"""

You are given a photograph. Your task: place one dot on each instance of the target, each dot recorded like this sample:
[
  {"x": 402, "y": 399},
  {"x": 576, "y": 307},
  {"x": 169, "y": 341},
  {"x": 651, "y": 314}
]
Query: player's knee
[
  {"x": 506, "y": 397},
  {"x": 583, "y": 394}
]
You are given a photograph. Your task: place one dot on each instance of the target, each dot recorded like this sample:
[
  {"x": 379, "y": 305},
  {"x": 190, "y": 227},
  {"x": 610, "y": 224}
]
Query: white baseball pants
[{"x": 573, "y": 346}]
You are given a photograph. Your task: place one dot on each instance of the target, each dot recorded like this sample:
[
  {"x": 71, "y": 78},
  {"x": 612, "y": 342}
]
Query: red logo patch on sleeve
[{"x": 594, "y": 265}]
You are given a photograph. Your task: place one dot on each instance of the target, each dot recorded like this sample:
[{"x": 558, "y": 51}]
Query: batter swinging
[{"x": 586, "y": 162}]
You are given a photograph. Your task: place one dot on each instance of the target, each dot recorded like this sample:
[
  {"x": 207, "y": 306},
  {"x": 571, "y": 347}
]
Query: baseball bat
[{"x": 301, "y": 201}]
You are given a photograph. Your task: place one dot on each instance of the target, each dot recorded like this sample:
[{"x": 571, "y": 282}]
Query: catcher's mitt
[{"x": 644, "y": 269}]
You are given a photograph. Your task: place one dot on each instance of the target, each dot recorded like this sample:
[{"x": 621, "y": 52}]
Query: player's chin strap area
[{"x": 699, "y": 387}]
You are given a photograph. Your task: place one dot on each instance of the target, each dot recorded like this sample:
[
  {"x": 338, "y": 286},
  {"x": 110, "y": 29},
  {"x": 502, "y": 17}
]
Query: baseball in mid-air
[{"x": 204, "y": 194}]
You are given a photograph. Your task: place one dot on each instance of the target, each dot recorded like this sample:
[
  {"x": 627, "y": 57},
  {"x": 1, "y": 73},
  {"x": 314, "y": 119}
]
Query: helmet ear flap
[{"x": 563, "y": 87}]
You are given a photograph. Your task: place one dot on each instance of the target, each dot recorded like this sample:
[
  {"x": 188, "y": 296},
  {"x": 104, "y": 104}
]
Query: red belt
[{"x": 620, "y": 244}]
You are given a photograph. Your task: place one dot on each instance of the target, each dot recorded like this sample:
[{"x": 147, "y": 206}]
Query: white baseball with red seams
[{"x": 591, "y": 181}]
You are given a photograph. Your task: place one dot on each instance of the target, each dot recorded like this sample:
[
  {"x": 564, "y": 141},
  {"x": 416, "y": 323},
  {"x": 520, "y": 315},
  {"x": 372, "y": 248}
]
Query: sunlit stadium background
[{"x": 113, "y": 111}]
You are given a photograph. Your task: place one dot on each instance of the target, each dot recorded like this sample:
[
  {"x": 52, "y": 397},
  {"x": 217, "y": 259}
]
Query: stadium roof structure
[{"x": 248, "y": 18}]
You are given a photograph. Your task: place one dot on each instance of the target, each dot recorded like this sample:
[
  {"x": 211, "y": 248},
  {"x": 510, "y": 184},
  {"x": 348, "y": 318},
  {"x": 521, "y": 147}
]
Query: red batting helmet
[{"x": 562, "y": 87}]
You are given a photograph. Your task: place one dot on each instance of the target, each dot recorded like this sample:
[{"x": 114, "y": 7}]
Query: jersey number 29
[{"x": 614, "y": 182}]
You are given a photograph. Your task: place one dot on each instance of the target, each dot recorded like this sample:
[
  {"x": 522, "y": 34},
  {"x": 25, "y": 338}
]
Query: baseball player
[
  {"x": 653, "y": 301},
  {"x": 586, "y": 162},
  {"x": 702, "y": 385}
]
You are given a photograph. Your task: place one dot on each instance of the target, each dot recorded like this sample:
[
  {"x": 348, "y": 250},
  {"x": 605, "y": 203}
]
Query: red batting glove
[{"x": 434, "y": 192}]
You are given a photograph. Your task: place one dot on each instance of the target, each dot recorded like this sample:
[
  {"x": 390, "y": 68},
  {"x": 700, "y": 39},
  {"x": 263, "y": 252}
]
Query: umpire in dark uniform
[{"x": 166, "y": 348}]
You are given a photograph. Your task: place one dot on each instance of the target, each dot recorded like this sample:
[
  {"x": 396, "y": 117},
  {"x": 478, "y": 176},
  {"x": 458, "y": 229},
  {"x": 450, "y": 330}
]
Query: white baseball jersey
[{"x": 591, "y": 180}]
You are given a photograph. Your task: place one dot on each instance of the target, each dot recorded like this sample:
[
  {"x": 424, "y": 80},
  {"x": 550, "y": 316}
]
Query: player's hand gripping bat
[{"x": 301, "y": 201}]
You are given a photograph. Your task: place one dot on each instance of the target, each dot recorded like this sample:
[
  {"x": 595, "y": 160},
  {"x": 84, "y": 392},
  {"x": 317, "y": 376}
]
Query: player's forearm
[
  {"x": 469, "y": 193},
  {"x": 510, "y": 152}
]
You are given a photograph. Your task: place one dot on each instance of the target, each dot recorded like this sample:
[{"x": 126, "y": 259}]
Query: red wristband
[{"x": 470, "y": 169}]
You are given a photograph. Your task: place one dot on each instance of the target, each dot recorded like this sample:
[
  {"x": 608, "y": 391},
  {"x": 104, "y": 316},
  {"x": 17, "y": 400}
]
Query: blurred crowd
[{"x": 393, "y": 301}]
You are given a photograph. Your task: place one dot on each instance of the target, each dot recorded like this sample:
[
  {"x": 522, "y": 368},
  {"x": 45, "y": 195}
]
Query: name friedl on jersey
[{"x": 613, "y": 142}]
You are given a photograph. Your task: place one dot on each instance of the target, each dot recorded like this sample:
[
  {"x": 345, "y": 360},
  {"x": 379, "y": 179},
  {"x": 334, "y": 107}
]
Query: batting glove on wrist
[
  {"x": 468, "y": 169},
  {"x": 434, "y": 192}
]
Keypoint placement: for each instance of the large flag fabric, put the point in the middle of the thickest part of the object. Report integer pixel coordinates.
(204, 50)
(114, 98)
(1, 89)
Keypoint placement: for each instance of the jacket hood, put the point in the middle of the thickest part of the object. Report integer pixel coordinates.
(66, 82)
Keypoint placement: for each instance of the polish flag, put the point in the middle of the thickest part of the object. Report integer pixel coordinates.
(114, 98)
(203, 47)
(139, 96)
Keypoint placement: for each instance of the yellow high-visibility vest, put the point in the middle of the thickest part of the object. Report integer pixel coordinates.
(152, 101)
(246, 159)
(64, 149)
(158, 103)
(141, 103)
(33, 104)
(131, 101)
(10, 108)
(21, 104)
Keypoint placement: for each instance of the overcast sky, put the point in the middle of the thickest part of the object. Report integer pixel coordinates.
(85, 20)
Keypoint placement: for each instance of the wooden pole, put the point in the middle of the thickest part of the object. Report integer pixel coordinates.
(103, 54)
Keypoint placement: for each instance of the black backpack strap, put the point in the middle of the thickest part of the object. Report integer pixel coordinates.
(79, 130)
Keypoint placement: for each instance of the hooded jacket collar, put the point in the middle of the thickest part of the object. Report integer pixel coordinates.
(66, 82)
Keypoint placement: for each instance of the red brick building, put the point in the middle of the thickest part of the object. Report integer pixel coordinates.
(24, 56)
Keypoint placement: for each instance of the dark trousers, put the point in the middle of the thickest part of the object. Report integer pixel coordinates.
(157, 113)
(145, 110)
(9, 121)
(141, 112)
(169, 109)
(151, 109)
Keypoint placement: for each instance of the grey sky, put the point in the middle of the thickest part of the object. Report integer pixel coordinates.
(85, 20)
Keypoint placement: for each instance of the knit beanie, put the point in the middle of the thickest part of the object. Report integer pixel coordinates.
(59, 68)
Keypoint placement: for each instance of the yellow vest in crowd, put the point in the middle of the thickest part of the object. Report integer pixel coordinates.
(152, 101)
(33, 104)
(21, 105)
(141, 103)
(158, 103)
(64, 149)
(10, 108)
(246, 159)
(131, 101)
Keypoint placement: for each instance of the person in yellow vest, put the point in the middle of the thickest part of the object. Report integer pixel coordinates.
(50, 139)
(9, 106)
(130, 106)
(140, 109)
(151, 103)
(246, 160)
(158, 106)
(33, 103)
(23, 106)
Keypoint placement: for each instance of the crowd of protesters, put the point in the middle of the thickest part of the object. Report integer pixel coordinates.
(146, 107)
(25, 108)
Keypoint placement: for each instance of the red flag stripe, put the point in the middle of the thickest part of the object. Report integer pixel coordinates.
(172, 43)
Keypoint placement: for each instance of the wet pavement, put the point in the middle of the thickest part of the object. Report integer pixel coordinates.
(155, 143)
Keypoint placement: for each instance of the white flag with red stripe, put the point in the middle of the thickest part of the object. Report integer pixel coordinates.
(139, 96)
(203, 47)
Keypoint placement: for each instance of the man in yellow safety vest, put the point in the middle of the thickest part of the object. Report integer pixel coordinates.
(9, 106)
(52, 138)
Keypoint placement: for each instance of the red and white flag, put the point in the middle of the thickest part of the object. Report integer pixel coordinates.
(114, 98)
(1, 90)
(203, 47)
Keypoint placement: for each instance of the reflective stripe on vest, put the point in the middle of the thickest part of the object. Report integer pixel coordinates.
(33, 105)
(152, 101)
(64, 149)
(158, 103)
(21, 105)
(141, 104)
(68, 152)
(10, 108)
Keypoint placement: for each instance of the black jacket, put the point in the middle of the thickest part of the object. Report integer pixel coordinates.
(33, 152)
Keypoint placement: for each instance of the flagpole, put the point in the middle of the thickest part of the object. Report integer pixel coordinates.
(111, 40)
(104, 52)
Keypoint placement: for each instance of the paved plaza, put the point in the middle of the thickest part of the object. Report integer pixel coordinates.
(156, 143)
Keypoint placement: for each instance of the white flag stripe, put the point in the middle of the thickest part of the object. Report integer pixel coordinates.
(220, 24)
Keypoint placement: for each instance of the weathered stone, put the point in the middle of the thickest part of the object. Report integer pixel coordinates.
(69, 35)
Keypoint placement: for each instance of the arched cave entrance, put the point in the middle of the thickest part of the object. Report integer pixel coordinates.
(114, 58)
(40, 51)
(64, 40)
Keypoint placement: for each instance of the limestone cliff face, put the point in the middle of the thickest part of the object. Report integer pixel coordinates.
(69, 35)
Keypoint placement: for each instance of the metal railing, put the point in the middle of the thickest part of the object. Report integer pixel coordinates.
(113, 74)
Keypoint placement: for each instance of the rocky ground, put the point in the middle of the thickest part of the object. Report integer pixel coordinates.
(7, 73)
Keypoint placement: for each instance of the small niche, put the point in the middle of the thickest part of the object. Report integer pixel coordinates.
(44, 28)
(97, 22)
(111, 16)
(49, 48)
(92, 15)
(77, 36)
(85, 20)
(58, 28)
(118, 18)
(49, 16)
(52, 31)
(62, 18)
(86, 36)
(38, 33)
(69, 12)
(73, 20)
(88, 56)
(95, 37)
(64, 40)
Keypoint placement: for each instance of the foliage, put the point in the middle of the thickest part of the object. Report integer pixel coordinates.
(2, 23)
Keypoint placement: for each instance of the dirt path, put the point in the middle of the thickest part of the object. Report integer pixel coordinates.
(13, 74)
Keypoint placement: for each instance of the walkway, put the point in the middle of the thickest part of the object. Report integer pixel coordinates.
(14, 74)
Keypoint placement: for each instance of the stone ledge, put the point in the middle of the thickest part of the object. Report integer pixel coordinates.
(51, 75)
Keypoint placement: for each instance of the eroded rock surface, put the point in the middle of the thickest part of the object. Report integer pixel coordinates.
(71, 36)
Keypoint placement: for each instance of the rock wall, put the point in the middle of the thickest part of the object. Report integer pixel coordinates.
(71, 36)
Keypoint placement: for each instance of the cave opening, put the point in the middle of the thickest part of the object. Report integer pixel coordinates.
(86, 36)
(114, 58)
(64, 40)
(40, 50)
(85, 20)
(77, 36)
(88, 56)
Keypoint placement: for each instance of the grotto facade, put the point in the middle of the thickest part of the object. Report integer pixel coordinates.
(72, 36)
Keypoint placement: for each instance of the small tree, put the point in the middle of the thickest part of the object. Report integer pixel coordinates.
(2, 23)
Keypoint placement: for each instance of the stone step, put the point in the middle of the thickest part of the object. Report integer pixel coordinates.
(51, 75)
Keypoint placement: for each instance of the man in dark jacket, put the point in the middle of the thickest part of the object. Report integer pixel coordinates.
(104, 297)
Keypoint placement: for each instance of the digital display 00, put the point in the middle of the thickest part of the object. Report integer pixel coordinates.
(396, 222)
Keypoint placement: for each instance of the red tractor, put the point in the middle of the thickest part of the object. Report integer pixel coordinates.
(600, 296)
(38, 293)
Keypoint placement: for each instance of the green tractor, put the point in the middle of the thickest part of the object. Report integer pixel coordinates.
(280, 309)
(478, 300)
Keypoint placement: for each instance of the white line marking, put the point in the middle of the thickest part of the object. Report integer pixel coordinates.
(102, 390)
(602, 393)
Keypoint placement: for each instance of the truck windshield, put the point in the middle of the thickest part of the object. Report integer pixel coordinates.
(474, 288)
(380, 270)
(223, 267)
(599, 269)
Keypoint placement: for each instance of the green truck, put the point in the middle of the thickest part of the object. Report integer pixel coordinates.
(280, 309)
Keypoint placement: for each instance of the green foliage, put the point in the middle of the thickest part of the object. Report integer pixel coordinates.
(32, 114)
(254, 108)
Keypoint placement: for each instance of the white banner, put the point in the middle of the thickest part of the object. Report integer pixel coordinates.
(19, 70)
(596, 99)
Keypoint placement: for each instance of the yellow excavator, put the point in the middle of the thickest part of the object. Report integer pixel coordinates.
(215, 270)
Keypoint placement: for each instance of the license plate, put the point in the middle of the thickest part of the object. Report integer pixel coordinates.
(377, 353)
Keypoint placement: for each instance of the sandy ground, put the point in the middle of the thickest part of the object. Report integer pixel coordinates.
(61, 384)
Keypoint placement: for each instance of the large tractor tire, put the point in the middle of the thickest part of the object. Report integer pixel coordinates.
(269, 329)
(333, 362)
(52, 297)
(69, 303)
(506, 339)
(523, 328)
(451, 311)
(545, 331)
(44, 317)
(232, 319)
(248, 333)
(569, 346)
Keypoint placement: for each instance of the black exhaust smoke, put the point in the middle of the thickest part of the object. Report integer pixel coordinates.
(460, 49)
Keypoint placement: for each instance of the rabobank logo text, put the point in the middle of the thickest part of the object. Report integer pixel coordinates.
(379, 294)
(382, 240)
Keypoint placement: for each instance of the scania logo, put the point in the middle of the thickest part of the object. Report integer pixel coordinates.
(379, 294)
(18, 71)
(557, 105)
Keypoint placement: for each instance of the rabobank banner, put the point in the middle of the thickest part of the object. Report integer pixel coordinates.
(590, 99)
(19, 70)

"""

> [Exercise requirements] Your task is to output exactly the lines running from the one with "rabobank banner, put" through the final line of the material above, with both ends included.

> [Answer to this problem]
Keypoint placement: for each instance of the rabobank banner, put the point in the middle of the thickest part of the object. Report integer pixel coordinates.
(590, 99)
(19, 70)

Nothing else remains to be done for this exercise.